КАРТА 2. Голландия в пятнадцатом и шестнадцатом веках

В условиях развития голландской морской торговли и увеличения мощи страны, внутренним государствам северных Нидерландов оставалось только одно: создавать союзы против Голландии в северной Германии и Прибалтике. Фландрия и Брабант не могли оказать помощь, поскольку их влияние и сила не распространялись к северу от рек, и они были не в состоянии противостоять расширению голландского влияния. Экономика, политика и культура Фландрии и Брабанта были ориентированы на запад и юг и полностью опирались на посредников — города Эйссела, Ганзу, а также Голландию и Зеландию, — в ведении торговли на севере. Так что развитие Голландии повышало не только ее собственное взаимодействие с северной Германией и Прибалтикой, но и ориентацию в том же направлении остальной части северных Нидерландов. Например, в 1441 году Кампен стал полноценным членом Ганзейского союза, а Девентер и Зволле, которые уже числились в нем, усилили свои связи с Любеком и другими ганзейскими портами. Северогерманские ганзейские города, со своей стороны, с готовностью заинтересовались Нидерландами, нуждаясь в союзниках и средствах контроля над растущим влиянием голландцев в Прибалтике. По мере увеличения голландской доли морских грузоперевозок, что и происходило в течение всего пятнадцатого столетия, напряжение между голландцами и их немецкими ганзейскими соперниками неумолимо нарастало. Любек, как главный город Ганзейского союза, стремился всеми силами исключить присутствие голландцев в «богатой торговле» текстилем и другими дорогостоящими товарами и поэтому сотрудничал с торговыми и производственными центрами Фландрии и Брабанта{30}. В северных Нидерландах Ганза поддерживала соперников Голландии, особенно Кампен и Девентер.

Сохранённые строки –
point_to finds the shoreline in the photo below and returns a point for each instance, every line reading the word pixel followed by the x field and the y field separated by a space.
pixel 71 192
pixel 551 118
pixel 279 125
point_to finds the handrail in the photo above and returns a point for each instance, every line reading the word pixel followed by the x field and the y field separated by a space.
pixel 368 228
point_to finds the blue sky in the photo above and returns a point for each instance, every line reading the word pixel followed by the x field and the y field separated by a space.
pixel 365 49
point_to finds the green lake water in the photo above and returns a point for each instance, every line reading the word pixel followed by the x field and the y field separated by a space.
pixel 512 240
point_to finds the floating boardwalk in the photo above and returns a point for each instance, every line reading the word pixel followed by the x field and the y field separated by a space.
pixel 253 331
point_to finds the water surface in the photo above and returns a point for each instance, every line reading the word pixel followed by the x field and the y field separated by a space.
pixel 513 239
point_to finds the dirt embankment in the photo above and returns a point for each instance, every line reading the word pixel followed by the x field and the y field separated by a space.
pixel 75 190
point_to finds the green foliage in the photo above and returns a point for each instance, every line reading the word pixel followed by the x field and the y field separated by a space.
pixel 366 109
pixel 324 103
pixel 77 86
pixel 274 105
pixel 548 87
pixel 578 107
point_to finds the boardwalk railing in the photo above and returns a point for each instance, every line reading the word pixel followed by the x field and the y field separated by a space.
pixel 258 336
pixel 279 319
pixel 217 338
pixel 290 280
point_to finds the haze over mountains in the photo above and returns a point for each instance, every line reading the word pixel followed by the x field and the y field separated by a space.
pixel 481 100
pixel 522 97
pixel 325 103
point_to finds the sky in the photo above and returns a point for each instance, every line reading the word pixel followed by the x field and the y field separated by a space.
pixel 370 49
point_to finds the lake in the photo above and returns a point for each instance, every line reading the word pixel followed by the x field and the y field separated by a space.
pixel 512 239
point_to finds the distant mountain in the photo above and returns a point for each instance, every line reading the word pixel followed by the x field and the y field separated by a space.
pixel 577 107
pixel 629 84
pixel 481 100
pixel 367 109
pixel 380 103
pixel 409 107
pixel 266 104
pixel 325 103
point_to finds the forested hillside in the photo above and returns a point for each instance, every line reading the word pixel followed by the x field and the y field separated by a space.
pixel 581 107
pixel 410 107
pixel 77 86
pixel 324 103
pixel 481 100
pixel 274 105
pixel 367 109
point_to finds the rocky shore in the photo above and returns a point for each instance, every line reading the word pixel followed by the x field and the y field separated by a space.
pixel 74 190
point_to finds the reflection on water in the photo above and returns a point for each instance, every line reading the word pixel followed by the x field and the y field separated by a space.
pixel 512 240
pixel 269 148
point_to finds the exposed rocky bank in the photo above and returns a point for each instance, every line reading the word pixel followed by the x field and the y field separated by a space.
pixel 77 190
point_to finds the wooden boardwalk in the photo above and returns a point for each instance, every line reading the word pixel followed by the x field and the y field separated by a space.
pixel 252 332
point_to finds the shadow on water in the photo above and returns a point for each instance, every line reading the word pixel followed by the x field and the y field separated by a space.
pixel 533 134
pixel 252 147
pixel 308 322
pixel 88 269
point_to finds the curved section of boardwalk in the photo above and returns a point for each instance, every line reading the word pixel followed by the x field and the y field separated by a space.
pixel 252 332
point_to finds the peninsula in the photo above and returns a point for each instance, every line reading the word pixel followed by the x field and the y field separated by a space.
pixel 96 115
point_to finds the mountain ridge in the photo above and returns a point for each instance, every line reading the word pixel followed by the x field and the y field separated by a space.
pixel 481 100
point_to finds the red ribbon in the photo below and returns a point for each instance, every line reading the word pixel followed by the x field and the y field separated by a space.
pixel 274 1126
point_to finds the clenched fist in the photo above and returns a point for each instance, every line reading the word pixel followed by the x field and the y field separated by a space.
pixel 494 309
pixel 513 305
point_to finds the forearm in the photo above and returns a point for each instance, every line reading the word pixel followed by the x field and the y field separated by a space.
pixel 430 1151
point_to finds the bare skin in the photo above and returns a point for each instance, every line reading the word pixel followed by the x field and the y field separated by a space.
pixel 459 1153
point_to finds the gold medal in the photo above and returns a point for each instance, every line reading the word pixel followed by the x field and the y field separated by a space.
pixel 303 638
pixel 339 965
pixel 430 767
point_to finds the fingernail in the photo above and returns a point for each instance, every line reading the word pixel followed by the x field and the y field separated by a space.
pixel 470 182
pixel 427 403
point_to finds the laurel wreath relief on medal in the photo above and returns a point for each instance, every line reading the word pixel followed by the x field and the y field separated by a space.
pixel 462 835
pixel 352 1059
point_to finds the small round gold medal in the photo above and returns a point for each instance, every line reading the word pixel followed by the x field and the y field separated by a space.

Задание A –
Перечислите все города, которые названы по имени в тексте о голландской торговле.
Задание B –
Перескажите, пожалуйста, в виде списка абзац текста о голландской торговле, начинающийся словами «В условиях развития голландской морской торговли». Сохраните его основные факты.
Задание C –
Изложите суть текста о голландской торговле в двух предложениях.
Опирайтесь только на текст о голландской торговле, а не на строки.

Правильный ответ A –
Кампен, Девентер, Зволле, Любек.

Правильный ответ B –
- Внутренним государствам северных Нидерландов оставалось лишь создавать союзы против Голландии в северной Германии и Прибалтике.
- Фландрия и Брабант не могли помочь, потому что их влияние не распространялось к северу от рек. Их экономика, политика и культура были ориентированы на запад и юг. Торговлю на севере они вели через посредников: города Эйссела, Ганзу, Голландию и Зеландию.
- Рост Голландии усиливал ее связи с северной Германией и Прибалтикой и ориентировал в ту же сторону остальную часть северных Нидерландов.
- В 1441 году Кампен стал полноценным членом Ганзейского союза, а Девентер и Зволле усилили связи с Любеком и другими ганзейскими портами.
- Северогерманские ганзейские города искали в Нидерландах союзников, чтобы сдерживать растущее влияние голландцев в Прибалтике.
- На протяжении пятнадцатого века голландская доля морских грузоперевозок росла, и напряжение между голландцами и ганзейскими соперниками нарастало.
- Любек стремился исключить голландцев из «богатой торговли» текстилем и другими дорогостоящими товарами и сотрудничал с Фландрией и Брабантом.
- В северных Нидерландах Ганза поддерживала соперников Голландии, особенно Кампен и Девентер.

Правильный ответ C –
С ростом голландской морской торговли внутренние государства северных Нидерландов искали союзников против Голландии в северной Германии и Прибалтике, поскольку Фландрия и Брабант помочь им не могли, а Кампен, Девентер и Зволле укрепили связи с Ганзой. Напряжение между голландцами и ганзейскими соперниками нарастало: Любек стремился исключить голландцев из «богатой торговли» и сотрудничал с Фландрией и Брабантом, а Ганза поддерживала соперников Голландии в северных Нидерландах.